DATA FOR THE TASK

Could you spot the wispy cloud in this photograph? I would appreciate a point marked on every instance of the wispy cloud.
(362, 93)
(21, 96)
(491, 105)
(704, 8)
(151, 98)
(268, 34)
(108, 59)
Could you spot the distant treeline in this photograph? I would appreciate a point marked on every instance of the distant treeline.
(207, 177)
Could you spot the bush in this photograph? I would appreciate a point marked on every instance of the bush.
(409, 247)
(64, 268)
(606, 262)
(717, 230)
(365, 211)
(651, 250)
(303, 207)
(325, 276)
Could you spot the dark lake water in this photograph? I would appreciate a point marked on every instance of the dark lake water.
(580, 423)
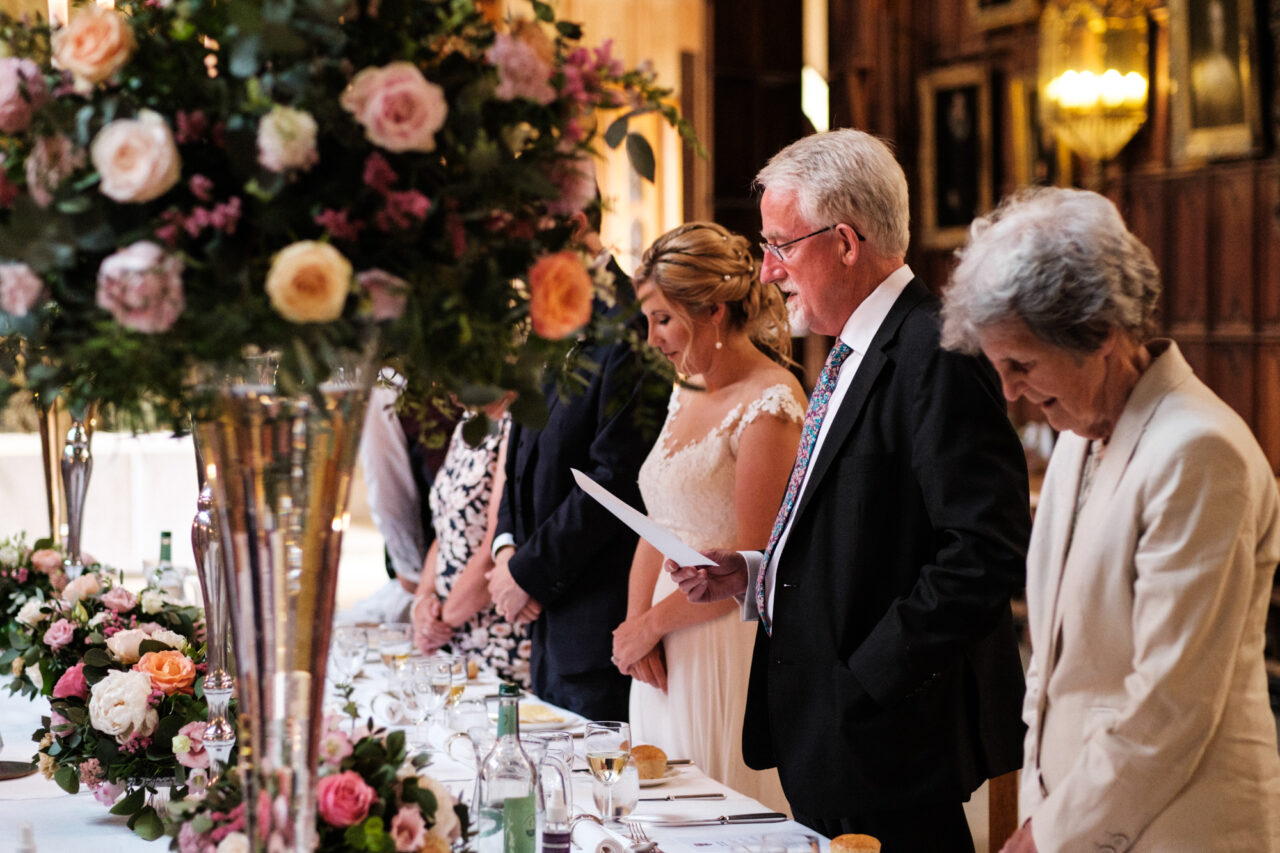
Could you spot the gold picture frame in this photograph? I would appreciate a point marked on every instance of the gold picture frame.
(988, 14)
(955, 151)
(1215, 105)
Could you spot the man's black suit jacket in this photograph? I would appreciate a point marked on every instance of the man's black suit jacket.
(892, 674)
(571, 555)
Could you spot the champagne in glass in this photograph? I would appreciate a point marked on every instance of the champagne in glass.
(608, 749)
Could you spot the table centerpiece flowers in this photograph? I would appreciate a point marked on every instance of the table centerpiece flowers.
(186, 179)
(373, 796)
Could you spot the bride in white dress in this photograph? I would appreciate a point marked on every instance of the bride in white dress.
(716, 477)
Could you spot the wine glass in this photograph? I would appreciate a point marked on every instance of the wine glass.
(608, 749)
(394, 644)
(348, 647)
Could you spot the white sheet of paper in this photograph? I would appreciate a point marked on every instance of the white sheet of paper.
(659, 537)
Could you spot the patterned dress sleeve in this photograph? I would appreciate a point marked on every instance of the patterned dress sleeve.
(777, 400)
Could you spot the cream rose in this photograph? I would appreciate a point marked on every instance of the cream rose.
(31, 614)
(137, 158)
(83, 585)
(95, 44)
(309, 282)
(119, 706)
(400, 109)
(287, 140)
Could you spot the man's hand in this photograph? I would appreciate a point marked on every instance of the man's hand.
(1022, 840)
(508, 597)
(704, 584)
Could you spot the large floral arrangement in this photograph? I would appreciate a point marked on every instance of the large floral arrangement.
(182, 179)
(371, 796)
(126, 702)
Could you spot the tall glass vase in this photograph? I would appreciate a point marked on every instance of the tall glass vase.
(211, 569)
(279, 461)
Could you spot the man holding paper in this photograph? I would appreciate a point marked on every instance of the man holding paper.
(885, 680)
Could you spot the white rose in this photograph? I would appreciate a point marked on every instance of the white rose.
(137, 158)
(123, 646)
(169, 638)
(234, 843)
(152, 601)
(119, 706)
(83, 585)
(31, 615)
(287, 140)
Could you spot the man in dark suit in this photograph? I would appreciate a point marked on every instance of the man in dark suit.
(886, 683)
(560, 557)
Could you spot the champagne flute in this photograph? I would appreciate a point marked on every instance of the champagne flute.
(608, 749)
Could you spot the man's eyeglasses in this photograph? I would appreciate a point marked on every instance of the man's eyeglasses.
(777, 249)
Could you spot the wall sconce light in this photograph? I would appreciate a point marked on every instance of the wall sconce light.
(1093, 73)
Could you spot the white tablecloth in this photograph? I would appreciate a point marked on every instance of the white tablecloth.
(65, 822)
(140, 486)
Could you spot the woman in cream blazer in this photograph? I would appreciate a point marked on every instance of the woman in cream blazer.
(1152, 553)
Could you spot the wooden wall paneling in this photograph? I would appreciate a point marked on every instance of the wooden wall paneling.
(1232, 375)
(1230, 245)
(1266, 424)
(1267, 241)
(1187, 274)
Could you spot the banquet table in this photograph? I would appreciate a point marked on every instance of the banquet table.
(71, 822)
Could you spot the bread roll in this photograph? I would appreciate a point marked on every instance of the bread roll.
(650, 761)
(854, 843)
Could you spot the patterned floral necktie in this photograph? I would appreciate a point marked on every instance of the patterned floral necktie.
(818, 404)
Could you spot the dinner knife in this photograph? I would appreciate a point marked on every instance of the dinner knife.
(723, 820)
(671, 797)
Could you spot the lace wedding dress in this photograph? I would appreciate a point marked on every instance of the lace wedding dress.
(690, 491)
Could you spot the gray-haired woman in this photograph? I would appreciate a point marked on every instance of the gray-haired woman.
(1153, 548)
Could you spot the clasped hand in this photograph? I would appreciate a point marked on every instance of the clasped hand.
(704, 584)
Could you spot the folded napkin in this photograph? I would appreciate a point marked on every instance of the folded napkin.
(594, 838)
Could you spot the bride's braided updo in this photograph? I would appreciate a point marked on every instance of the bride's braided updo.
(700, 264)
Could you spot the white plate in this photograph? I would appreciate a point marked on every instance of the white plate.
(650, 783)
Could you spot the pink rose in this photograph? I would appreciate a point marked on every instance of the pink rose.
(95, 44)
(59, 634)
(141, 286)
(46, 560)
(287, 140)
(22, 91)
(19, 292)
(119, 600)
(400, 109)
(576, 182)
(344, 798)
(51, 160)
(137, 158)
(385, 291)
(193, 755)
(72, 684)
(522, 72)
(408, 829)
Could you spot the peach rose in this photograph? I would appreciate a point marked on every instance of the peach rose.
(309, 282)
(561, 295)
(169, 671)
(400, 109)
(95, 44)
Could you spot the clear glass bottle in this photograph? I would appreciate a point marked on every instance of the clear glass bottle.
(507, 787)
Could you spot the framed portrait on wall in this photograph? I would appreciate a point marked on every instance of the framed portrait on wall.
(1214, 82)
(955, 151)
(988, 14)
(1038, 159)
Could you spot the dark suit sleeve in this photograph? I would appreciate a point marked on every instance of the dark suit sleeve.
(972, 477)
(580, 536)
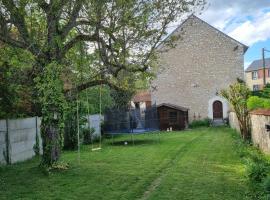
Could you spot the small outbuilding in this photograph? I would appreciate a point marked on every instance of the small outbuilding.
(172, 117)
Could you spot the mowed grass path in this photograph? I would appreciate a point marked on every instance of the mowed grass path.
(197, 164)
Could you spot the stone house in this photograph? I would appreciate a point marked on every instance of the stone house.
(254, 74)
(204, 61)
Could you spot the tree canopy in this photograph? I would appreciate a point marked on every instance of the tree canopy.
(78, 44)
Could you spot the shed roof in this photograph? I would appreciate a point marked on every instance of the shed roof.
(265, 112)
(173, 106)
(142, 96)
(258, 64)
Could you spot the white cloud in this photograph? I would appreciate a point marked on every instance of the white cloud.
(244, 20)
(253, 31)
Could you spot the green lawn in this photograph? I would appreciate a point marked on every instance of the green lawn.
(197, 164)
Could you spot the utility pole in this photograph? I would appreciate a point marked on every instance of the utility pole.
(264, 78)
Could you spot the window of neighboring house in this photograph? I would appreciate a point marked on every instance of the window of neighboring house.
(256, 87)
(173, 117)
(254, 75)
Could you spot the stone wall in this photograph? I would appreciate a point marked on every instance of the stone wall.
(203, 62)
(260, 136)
==
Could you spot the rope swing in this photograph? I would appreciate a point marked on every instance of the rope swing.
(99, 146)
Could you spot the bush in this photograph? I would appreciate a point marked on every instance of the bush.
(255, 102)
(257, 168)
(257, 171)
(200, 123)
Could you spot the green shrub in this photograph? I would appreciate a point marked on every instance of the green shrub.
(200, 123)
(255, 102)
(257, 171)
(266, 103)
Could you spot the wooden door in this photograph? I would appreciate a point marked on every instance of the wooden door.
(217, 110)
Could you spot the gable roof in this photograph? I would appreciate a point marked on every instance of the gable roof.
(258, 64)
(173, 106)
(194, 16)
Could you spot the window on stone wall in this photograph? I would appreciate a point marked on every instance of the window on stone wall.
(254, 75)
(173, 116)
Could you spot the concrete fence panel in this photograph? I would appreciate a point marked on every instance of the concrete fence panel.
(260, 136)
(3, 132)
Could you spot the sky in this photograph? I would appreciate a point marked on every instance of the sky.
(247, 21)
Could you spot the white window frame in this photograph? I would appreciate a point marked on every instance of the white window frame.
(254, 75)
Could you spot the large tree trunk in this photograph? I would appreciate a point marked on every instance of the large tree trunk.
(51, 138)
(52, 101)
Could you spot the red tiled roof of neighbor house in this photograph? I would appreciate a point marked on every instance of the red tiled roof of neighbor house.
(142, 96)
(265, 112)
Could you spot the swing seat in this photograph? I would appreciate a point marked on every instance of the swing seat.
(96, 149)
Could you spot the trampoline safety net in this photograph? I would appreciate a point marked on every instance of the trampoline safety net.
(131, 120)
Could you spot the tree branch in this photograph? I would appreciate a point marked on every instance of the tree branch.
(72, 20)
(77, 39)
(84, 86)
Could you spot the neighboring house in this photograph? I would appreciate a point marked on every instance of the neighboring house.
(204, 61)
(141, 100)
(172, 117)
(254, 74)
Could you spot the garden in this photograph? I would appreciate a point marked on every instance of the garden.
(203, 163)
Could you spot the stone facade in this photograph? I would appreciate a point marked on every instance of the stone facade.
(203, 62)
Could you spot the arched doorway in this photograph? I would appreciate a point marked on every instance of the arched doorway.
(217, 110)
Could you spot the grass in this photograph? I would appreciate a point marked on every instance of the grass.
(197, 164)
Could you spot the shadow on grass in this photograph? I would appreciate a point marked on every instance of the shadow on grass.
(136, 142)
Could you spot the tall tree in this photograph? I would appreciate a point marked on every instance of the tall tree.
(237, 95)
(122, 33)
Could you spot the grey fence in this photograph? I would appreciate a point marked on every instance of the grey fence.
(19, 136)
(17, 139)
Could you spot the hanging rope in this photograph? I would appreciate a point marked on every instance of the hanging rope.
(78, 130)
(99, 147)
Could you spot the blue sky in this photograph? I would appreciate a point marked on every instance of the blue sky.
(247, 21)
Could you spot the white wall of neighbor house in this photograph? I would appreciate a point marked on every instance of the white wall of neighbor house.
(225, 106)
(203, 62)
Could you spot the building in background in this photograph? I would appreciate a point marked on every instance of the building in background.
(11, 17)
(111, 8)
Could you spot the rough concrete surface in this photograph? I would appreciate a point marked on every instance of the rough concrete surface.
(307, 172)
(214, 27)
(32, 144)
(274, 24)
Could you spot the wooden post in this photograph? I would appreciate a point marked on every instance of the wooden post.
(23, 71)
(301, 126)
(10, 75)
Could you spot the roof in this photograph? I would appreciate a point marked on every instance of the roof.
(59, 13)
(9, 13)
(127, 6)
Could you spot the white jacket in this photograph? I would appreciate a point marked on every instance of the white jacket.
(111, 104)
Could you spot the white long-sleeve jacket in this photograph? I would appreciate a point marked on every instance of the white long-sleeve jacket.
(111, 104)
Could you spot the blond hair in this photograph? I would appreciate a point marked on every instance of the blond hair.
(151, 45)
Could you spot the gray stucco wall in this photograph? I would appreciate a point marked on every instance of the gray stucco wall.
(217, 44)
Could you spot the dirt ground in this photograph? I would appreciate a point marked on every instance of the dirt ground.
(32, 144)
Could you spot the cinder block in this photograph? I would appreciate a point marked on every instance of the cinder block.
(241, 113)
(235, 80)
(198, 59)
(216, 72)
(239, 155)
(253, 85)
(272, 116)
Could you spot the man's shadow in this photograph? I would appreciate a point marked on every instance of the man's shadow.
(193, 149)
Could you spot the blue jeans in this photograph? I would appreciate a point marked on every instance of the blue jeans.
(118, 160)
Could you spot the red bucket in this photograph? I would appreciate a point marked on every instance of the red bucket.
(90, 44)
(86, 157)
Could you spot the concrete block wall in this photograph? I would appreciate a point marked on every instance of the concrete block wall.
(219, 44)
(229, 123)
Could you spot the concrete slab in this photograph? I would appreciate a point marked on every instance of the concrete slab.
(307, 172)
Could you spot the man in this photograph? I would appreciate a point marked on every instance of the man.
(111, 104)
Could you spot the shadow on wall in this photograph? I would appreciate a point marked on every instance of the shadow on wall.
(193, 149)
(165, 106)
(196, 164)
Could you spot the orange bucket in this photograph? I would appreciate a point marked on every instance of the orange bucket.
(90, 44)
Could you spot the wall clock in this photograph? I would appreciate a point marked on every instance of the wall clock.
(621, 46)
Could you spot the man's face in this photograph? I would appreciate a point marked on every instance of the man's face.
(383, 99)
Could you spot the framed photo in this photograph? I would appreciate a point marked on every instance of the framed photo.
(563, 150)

WORK TO BE COMPLETED
Which lines of the records above contain the word "window"? Pull out each such line, treating uppercase and lowercase letters as distinct.

ANSWER FOR THIS EXERCISE
Could you spot the window of neighboring house in this photograph? I would appreciate a point marked on every instance of the window of neighboring house.
Could you spot the window on stone wall in this photograph? I would appreciate a point marked on every instance of the window on stone wall.
Could you spot the white window frame in this photograph? I would appreciate a point marked on every instance of the white window frame.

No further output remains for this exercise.